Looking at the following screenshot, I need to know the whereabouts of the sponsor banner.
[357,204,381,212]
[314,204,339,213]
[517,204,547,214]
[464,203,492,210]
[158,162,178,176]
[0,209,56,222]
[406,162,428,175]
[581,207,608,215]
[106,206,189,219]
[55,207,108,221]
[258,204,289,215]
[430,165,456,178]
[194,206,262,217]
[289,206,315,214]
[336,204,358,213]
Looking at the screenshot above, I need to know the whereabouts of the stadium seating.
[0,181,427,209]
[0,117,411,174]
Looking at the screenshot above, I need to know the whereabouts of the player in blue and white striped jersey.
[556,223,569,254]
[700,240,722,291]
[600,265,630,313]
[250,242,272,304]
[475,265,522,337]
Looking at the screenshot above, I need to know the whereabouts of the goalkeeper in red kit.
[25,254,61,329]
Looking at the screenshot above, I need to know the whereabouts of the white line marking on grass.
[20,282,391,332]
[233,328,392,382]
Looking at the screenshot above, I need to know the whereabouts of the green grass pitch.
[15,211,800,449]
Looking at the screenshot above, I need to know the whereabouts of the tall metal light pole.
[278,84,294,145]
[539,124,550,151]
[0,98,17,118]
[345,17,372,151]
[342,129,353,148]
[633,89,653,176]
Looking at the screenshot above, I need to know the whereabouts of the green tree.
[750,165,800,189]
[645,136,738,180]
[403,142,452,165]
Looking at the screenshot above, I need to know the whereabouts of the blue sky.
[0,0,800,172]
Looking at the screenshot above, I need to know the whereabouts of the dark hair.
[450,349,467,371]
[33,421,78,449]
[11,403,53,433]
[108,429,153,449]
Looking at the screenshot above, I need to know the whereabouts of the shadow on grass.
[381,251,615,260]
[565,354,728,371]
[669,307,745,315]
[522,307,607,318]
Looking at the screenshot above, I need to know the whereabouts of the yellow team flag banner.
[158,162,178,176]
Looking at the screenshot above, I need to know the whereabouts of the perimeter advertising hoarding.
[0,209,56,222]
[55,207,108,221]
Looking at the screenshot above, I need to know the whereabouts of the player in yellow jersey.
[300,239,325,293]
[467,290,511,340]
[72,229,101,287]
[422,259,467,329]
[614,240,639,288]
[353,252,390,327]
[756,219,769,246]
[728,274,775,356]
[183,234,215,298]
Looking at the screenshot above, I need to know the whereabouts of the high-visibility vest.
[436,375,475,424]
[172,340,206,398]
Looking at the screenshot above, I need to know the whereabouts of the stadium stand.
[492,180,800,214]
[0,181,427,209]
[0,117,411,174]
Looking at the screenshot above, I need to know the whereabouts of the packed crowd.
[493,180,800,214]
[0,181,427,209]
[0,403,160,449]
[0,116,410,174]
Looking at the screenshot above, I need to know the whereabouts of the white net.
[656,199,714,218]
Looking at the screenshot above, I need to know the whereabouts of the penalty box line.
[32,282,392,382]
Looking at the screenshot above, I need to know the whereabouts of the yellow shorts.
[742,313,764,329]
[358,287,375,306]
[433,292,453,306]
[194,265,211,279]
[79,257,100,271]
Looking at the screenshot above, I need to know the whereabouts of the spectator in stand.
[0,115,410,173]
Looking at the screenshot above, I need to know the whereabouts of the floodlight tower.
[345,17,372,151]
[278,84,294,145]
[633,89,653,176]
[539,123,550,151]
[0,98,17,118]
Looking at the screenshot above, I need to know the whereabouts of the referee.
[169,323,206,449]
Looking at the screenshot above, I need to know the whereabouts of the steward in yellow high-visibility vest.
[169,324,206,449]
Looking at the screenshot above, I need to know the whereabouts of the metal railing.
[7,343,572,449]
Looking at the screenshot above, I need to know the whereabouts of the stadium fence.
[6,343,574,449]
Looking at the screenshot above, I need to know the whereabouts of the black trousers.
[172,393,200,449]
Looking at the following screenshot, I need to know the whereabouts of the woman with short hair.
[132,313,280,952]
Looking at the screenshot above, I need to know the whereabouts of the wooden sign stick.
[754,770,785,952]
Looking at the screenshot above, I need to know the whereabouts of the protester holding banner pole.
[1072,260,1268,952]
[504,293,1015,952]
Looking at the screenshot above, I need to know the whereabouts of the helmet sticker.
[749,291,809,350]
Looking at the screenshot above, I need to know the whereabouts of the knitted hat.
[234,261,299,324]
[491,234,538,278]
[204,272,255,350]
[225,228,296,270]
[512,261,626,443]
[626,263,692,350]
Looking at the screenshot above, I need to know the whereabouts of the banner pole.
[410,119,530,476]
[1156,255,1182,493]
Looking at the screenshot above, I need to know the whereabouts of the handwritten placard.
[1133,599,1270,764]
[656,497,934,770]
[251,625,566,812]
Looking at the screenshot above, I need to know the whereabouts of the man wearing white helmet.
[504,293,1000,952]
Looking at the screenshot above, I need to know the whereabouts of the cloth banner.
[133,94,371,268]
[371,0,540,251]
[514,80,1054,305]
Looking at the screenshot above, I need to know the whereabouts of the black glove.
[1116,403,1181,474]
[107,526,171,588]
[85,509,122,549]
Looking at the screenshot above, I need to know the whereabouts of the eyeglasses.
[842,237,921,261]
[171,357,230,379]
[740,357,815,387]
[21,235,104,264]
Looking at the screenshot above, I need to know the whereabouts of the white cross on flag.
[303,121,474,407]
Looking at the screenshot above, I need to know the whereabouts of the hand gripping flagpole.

____________

Convert every line of the data above into a JSON array of strings, one string per line, with blank lines omitted.

→ **THE RESULT**
[
  "Looking at the following screenshot, I need to know the whereabouts of the sponsor banner.",
  "[357,204,381,212]",
  "[314,204,339,213]",
  "[517,204,547,214]",
  "[464,203,492,210]",
  "[158,162,178,176]",
  "[0,209,56,222]",
  "[406,162,428,175]",
  "[581,207,608,215]",
  "[106,206,189,219]",
  "[55,207,108,221]",
  "[258,204,289,215]",
  "[430,165,456,178]",
  "[194,206,262,217]",
  "[289,206,315,214]",
  "[336,204,358,213]",
  "Looking at the screenshot above, I need to know the whereabouts of the stadium seating.",
  "[0,181,427,209]",
  "[0,117,411,174]",
  "Looking at the screenshot above, I need to know the whereabouts of the player in blue and white striped jersey.",
  "[556,223,569,254]",
  "[700,240,722,291]",
  "[600,265,630,313]",
  "[250,242,272,304]",
  "[475,265,522,337]",
  "Looking at the screenshot above, I need to know the whereabouts of the goalkeeper in red kit.",
  "[25,254,61,329]",
  "Looking at the screenshot above, I need to know the whereabouts of the white line marking on grass.",
  "[20,282,391,332]",
  "[233,328,392,382]",
  "Looking at the screenshot above, I need to know the whereabouts of the green grass pitch.",
  "[15,211,800,449]",
  "Looking at the screenshot above, I need to know the whereabouts of the tall metal light pole.",
  "[278,84,294,145]",
  "[539,124,550,151]",
  "[0,98,17,118]",
  "[345,17,372,151]",
  "[342,129,353,148]",
  "[633,89,653,176]",
  "Looking at the screenshot above, I need to know the whereabouts of the green tree.",
  "[750,165,800,189]",
  "[645,136,738,180]",
  "[403,142,452,165]",
  "Looking at the screenshot above, I need to know the whereabouts of the blue sky.",
  "[0,0,800,172]",
  "Looking at the screenshot above, I need to know the whereabouts of the dark hair.",
  "[450,349,467,371]",
  "[33,421,78,449]",
  "[11,403,53,433]",
  "[108,429,153,449]",
  "Looking at the screenshot above, I need to know the whereabouts of the shadow on grass.",
  "[381,251,615,260]",
  "[565,354,728,371]",
  "[669,307,745,315]",
  "[522,307,607,318]",
  "Looking at the screenshot above, I need to know the whereabouts of the yellow team flag banner.",
  "[158,162,178,176]",
  "Looking at the screenshot above, I need to know the whereabouts of the perimeter advertising hoarding.",
  "[0,209,56,222]",
  "[55,207,108,221]",
  "Looking at the screenshot above, I need to know the whereabouts of the player in yellow jersey.",
  "[300,239,325,293]",
  "[467,290,511,340]",
  "[72,229,101,287]",
  "[422,259,467,329]",
  "[614,240,639,288]",
  "[353,252,390,327]",
  "[756,219,769,246]",
  "[728,274,775,356]",
  "[183,234,215,298]",
  "Looking at the screenshot above, I need to know the whereabouts of the high-visibility vest.",
  "[436,375,475,424]",
  "[172,340,206,398]",
  "Looking at the screenshot above, I need to know the whereabouts of the stadium stand.",
  "[492,180,800,214]",
  "[0,181,427,209]",
  "[0,117,411,174]",
  "Looking at the screenshot above, I need to know the whereabouts of the packed crowd.",
  "[493,180,800,214]",
  "[0,181,427,209]",
  "[0,403,160,449]",
  "[0,116,410,174]",
  "Looking at the screenshot above, I need to know the whereabouts of the white net.",
  "[656,199,714,218]",
  "Looking at the screenshot above, I need to know the whereabouts of the penalty box line.",
  "[32,282,392,382]",
  "Looking at the screenshot above, I need to know the whereabouts of the yellow shorts.",
  "[742,313,764,329]",
  "[358,287,375,306]",
  "[433,292,453,306]",
  "[194,265,211,279]",
  "[79,257,100,271]",
  "Looking at the screenshot above, I need to know the whereabouts of the spectator in stand.",
  "[0,115,410,173]",
  "Looking at the screenshot above, I need to know the whereabouts of the floodlight tower.",
  "[345,17,372,151]",
  "[278,84,294,145]",
  "[633,89,653,176]",
  "[539,123,550,151]",
  "[0,98,17,118]",
  "Looking at the screenshot above, I need to know the whereabouts of the referee.",
  "[169,323,206,449]",
  "Looking at the screenshot above, I need to know the whereabouts of the steward in yellow high-visibility vest.",
  "[169,324,206,449]",
  "Looking at the screenshot above, I need to know the whereabouts of the metal railing.",
  "[7,343,572,449]",
  "Looking at the screenshot above, I need to know the whereabouts of the stadium fence.",
  "[6,343,574,449]",
  "Looking at the screenshot above, I need to know the whereabouts of the black trousers.",
  "[172,393,200,449]",
  "Looking at the following screenshot, I need to know the whereabouts of the woman with short hair.",
  "[132,313,280,952]",
  "Looking at the screenshot above, I need to know the whereabouts of the wooden sign stick.",
  "[754,770,785,952]",
  "Looking at the screenshot above, I need to know the whereabouts of the protester holding banner pole.",
  "[1072,260,1268,952]",
  "[504,293,1015,952]",
  "Looking at the screenshot above, I need to know the whereabouts of the helmet sticker.",
  "[749,291,809,350]",
  "Looking at the screenshot above, I need to know the whereabouts of the knitted hat.",
  "[234,261,299,324]",
  "[491,234,538,278]",
  "[204,272,255,350]",
  "[225,228,296,270]",
  "[512,261,626,443]",
  "[626,263,692,350]",
  "Looking at the screenshot above, I need to know the whereabouts of the banner pole.",
  "[410,119,530,476]",
  "[1156,255,1182,493]",
  "Looking at the screenshot above, I need to know the whereabouts of the handwritten placard.",
  "[1133,599,1270,764]",
  "[656,497,934,770]",
  "[251,625,566,812]",
  "Looking at the screenshot above, I need to know the whereabouts of the man wearing white helmet.",
  "[504,293,1000,952]",
  "Looking at the screenshot above, I need to know the whereabouts of the cloth banner.",
  "[133,94,371,268]",
  "[371,0,540,251]",
  "[514,80,1054,305]",
  "Looking at the screenshot above, I need to know the whereabouts of the black glove.",
  "[1116,403,1181,474]",
  "[107,526,171,588]",
  "[85,509,122,549]",
  "Looking at the screenshot above, I need to know the whereabouts of the eyeglasses.",
  "[842,237,921,261]",
  "[171,357,230,379]",
  "[740,357,815,387]",
  "[21,235,104,264]",
  "Looking at the screenshot above, I need to know the whereabouts of the white cross on flag.",
  "[303,121,474,407]",
  "Looking at the screenshot above, I need to know the whereabouts of the hand gripping flagpole."
]